What you need to do: How many of the lines below contain the string "surface"? Give only the number.

Records for the exercise:
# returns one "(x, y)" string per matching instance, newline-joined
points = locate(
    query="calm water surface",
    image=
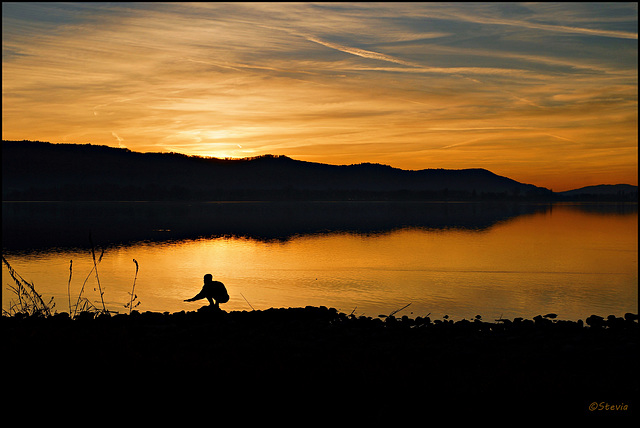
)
(451, 259)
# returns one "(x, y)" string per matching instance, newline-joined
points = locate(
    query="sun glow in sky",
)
(544, 93)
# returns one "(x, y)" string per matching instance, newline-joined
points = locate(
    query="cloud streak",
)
(509, 87)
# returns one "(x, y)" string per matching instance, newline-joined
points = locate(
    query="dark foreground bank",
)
(317, 361)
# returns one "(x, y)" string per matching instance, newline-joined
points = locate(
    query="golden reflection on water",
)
(566, 261)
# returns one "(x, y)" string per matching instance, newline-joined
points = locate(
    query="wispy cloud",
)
(415, 85)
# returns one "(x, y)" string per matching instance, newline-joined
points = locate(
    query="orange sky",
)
(542, 93)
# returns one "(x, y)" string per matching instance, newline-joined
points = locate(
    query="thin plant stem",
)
(69, 284)
(95, 265)
(134, 287)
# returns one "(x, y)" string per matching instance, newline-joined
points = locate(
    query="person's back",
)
(212, 291)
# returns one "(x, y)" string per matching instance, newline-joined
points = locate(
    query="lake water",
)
(367, 258)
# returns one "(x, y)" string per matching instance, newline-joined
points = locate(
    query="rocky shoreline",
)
(313, 358)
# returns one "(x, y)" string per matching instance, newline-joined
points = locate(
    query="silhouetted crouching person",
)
(214, 291)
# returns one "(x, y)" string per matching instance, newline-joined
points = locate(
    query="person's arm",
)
(198, 296)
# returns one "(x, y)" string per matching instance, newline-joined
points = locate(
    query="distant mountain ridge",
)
(45, 171)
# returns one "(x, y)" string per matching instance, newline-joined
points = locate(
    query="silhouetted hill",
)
(44, 171)
(603, 192)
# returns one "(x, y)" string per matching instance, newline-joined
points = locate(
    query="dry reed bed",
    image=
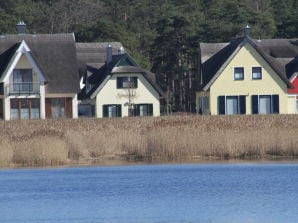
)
(168, 138)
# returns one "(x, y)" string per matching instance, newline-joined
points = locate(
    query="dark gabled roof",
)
(54, 54)
(277, 53)
(215, 62)
(93, 53)
(121, 63)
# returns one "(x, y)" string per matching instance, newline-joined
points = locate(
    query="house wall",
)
(23, 63)
(270, 83)
(144, 93)
(69, 105)
(292, 100)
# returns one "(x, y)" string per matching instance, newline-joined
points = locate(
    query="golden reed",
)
(167, 138)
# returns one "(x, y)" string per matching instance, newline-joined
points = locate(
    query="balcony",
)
(24, 88)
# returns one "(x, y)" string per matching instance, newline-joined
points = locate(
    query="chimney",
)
(21, 28)
(121, 50)
(109, 50)
(246, 30)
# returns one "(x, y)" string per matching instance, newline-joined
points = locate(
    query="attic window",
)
(125, 62)
(238, 73)
(256, 73)
(127, 82)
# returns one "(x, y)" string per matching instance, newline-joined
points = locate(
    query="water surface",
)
(205, 193)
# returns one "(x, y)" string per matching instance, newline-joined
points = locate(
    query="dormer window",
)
(238, 73)
(256, 73)
(22, 80)
(127, 82)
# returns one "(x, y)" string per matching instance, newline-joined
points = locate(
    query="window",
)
(110, 111)
(265, 104)
(22, 80)
(238, 73)
(144, 109)
(58, 107)
(231, 105)
(24, 109)
(257, 73)
(203, 104)
(127, 82)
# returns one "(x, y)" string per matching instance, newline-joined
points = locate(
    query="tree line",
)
(163, 36)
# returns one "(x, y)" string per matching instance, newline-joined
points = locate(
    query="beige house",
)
(117, 86)
(39, 76)
(245, 76)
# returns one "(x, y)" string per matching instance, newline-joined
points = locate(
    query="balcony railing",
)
(23, 88)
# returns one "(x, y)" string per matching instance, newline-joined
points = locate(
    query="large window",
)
(127, 82)
(113, 110)
(203, 104)
(25, 109)
(230, 105)
(143, 109)
(238, 73)
(22, 80)
(265, 104)
(58, 107)
(257, 73)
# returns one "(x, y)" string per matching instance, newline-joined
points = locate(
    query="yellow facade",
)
(270, 83)
(144, 93)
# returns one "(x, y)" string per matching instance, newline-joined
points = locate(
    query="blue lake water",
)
(198, 193)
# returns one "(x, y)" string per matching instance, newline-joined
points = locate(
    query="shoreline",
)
(122, 162)
(60, 142)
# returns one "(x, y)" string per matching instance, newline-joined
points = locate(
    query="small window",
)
(231, 105)
(113, 110)
(257, 73)
(265, 104)
(238, 73)
(144, 109)
(127, 82)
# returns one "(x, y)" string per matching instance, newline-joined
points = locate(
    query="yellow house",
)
(118, 87)
(242, 77)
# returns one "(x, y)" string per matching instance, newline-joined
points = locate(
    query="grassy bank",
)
(174, 138)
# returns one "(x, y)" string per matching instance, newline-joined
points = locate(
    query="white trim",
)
(221, 69)
(22, 50)
(292, 78)
(100, 87)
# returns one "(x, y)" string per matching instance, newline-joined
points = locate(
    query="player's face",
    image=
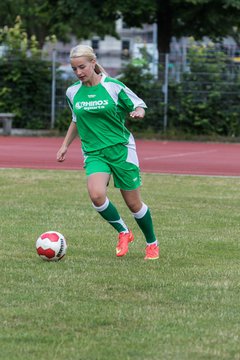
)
(83, 68)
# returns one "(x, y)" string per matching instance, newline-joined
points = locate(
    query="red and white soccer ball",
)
(51, 246)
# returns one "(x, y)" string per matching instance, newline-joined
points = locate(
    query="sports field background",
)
(93, 306)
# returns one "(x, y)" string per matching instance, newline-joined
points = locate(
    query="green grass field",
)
(94, 306)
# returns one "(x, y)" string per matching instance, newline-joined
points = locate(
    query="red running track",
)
(155, 156)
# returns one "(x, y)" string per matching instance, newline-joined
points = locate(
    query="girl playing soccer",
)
(99, 107)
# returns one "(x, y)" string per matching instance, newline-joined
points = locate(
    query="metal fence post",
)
(165, 91)
(53, 87)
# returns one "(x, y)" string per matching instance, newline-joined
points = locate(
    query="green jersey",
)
(100, 112)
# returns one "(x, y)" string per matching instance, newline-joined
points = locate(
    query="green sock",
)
(144, 219)
(110, 213)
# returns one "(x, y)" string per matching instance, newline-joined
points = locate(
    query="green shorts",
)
(120, 161)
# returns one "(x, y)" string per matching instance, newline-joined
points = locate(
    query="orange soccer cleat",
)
(152, 252)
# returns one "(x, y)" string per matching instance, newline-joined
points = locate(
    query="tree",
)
(197, 18)
(61, 18)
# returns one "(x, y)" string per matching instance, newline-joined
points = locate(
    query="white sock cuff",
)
(141, 212)
(102, 207)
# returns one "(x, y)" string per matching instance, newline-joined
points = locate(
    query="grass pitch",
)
(94, 306)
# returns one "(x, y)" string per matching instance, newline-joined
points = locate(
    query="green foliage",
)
(207, 100)
(93, 306)
(25, 79)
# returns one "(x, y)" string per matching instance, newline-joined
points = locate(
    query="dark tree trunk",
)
(164, 29)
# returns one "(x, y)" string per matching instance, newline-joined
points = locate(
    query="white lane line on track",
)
(179, 155)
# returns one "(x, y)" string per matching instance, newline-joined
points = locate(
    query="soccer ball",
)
(51, 246)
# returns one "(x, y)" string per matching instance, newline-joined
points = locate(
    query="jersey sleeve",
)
(70, 93)
(130, 100)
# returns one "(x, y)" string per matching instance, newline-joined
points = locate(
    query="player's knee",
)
(97, 197)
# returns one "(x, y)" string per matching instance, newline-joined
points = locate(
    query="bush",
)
(207, 101)
(25, 79)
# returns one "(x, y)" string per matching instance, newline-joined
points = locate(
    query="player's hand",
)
(138, 113)
(61, 154)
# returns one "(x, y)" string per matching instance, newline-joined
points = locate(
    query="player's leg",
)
(143, 217)
(97, 189)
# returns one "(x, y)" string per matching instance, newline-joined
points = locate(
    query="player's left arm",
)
(138, 113)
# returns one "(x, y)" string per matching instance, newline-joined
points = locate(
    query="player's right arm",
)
(70, 136)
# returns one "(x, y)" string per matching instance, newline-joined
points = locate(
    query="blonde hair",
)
(87, 51)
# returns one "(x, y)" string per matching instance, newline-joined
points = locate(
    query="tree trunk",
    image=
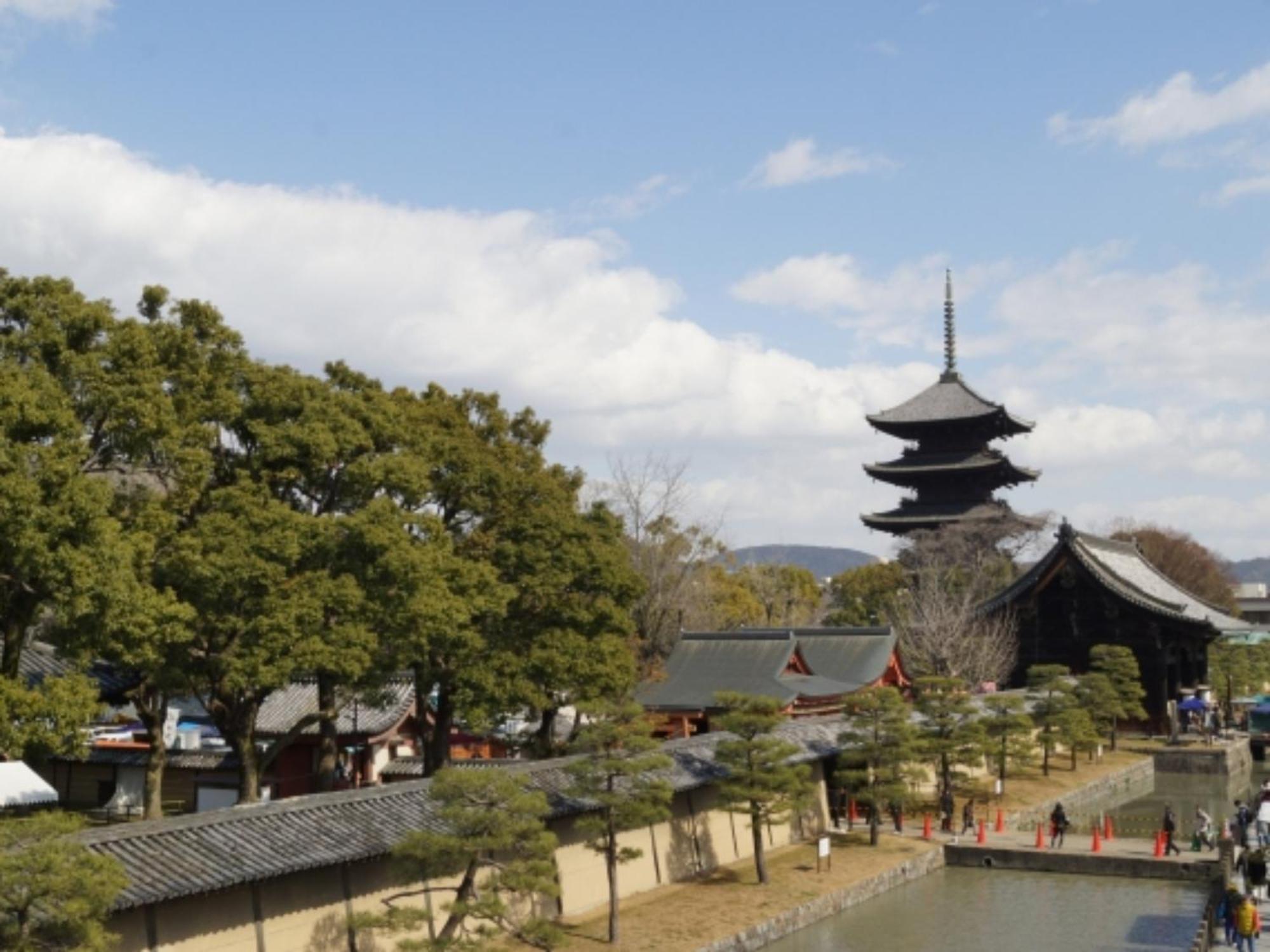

Exercise output: 2